Copy out every one of the entries below with "gray sweater" swapped for "striped scarf", leaving everything else untouched.
● ● ●
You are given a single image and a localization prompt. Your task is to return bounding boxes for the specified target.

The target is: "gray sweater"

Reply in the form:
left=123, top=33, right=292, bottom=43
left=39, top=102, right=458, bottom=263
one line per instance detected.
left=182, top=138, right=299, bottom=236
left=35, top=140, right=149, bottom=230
● ● ●
* **REPLY**
You are given a single image and a localization prompt. Your task is to return bounding boxes for the specified target.

The target is: "striped scarf"

Reply in the form:
left=123, top=33, right=292, bottom=43
left=39, top=102, right=458, bottom=263
one line per instance detected.
left=182, top=138, right=299, bottom=236
left=35, top=140, right=149, bottom=230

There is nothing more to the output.